Articolo →
Forgive me, distant wars, for bringing flowers home: alle Ogr la mostra del trio iraniano

Andrea Rossetti

Torino, 12/07/2018.

Dal 12 luglio al 30 settembre 2018 le OGR – Officine Grandi Riparazioni di Torino presentano Forgive me, distant wars, for bringing flowers home, la prima mostra personale in un’istituzione italiana del trio di artisti Ramin Haerizadeh, Rokni Haerizadeh e Hesam Rahmanian – artisti di origine iraniana residenti negli Emirati Arabi –, a cura di Abaseh Mirvali.

La mostra nasce come sviluppo del Premio OGR assegnato a Rokni Haerizadeh durante l’edizione 2017 di Artissima. Negli ultimi decenni Ramin Haerizadeh, Rokni Haerizadeh e Hesam Rahmanian hanno condiviso una filosofia di vita incentrata sulla collaborazione creativa, grazie alla quale le loro pratiche individuali interagiscono e si arricchiscono reciprocamente sia dal punto di vista tecnico che linguistico ed espressivo. Da queste forme di dialogo intessute tra loro e con altri artisti, amici e collaboratori, i tre artisti hanno dato vita a un linguaggio personale che gli permette di lavorare su livelli diversi e stratificati sia dal punto di vista estetico che del contenuto.

Consapevoli che la loro pratica non comprende solo ciò che producono direttamente, ma anche i contributi di altre persone – artisti, falegnami, allestitori, tecnici e light designer, per citare alcuni esempi – Ramin Haerizadeh, Rokni Haerizadeh e Hesam Rahmanian rifiutano il concetto di “autorialità”, includendo nelle loro opere tutti coloro che diventano parte del loro processo creativo e produttivo: ognuno partecipa singolarmente alla realizzazione delle loro opere, condividendo con i tre artisti il proprio universo, il modo di pensare e il metodo di lavoro e dando vita in ogni occasione alla creazione di qualcosa di veramente nuovo sotto tutti i punti di vista.

Compiti da svolgere →
- 1) Secondo l'articolo sulla mostra del trio iraniano alle OGR, chi cura l'esposizione?
- 2) Trascrivi dall'articolo sulla mostra alle OGR il passo che va da "Andrea Rossetti" a "di Abaseh Mirvali.", estremi compresi.
- 3) Prosegui l'articolo sulla mostra del trio iraniano alle OGR a partire dall'ultima frase riportata.
I dati non servono per nessuno dei compiti.

Dati forniti →
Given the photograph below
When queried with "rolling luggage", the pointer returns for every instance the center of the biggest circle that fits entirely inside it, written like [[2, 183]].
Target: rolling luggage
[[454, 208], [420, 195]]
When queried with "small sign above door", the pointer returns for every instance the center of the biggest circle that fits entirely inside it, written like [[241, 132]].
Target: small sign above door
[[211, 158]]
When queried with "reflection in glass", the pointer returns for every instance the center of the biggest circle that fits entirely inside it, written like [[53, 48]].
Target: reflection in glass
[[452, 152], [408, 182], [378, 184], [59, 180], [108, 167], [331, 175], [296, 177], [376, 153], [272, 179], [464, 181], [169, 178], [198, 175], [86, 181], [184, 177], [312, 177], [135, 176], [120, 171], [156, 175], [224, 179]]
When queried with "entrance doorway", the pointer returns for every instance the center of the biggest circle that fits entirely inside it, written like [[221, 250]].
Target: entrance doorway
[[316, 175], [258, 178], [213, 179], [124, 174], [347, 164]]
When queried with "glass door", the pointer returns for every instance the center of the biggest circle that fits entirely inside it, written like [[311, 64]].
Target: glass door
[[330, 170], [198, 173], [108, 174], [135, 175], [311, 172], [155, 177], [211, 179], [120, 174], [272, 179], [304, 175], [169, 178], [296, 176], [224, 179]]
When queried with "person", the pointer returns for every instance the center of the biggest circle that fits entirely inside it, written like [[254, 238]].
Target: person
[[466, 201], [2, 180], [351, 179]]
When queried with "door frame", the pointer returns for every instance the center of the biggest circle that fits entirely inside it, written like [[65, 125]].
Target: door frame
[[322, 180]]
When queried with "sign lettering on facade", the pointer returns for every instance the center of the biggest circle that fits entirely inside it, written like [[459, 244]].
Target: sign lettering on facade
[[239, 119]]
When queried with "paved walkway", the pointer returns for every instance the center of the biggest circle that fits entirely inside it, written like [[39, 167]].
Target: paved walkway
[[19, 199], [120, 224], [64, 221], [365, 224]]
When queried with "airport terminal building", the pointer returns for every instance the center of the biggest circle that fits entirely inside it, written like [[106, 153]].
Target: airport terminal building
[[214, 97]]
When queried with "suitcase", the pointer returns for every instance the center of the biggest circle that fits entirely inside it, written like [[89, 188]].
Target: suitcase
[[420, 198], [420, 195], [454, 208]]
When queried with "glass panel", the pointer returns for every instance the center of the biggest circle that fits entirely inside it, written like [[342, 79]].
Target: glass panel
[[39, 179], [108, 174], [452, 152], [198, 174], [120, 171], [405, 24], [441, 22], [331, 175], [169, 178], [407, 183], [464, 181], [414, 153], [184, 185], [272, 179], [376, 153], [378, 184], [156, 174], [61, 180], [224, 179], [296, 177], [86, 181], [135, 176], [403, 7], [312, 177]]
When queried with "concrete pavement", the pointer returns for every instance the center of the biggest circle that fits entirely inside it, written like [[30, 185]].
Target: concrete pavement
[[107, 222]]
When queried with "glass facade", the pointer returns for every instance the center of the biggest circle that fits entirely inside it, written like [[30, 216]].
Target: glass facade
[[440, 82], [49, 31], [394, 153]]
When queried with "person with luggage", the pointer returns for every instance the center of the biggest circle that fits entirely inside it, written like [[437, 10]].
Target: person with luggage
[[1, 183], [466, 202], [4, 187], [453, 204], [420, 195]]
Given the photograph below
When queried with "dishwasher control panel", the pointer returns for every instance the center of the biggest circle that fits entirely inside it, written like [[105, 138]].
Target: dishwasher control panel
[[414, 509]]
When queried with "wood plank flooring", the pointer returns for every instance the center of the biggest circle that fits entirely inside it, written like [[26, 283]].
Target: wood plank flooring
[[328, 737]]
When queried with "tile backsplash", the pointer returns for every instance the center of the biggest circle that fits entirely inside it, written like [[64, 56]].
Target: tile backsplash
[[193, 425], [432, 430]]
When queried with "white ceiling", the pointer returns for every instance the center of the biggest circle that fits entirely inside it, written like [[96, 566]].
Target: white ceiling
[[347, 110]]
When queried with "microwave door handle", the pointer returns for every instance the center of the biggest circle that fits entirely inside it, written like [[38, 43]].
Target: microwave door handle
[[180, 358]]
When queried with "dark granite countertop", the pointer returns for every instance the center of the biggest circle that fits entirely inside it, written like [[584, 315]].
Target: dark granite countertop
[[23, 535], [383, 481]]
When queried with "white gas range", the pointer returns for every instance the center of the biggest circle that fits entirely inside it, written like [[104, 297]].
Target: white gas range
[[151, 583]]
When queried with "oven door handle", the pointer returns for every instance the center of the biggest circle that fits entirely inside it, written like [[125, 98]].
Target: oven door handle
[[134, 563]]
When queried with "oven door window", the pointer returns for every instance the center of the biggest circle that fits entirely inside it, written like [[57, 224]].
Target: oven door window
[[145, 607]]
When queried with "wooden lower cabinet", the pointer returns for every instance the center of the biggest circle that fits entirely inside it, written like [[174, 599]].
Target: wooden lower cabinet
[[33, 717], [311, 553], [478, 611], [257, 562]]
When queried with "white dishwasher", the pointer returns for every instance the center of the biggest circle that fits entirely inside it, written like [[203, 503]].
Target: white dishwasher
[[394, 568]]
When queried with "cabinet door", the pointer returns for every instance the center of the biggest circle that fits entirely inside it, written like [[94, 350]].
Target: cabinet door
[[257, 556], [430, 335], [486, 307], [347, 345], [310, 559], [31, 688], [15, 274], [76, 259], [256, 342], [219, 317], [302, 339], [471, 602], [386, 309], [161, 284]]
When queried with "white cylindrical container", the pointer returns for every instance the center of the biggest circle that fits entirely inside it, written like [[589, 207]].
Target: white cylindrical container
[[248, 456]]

Risposte ai compiti →
- 1) Abaseh Mirvali.

- 2)
Andrea Rossetti

Torino, 12/07/2018.

Dal 12 luglio al 30 settembre 2018 le OGR – Officine Grandi Riparazioni di Torino presentano Forgive me, distant wars, for bringing flowers home, la prima mostra personale in un’istituzione italiana del trio di artisti Ramin Haerizadeh, Rokni Haerizadeh e Hesam Rahmanian – artisti di origine iraniana residenti negli Emirati Arabi –, a cura di Abaseh Mirvali.

- 3)
Per questo, con attitudine simile ai membri del gruppo Fluxus, Ramin Haerizadeh, Rokni Haerizadeh e Hesam Rahmanian non considerano i loro lavori come opere d'arte vere e proprie: il senso del lavoro non sta nel risultato finale – abbia esso la forma di un oggetto, un disegno o di una performance video – ma nell'intero processo di esplorazione, evanescente ed effimero, che porta a quel risultato.

Forgive me, distant wars, for bringing flowers home si concentra dunque su questo aspetto processuale e inclusivo della pratica artistica del trio, svelandone in qualche modo il dietro le quinte. Parte integrante della loro pratica collaborativa è infatti la creazione di una serie di alter ego che permettono ai tre artisti di giocare con le loro identità individuali, lavorando su temi legati al linguaggio, allo spazio vuoto, al potere, alla trasformazione, all'appartenenza, al dislocamento, all'esilio, al dolore e alla distruzione. Le loro “creature” – come le definiscono – vivono in video documentari ma anche in performance video che costituiscono opere d'arte in sé: sono personaggi antropomorfi, fitomorfi o zoomorfi, con qualche tipo di limitazione sensoriale o motoria che, secondo gli artisti, permette loro di affinare gli altri sensi.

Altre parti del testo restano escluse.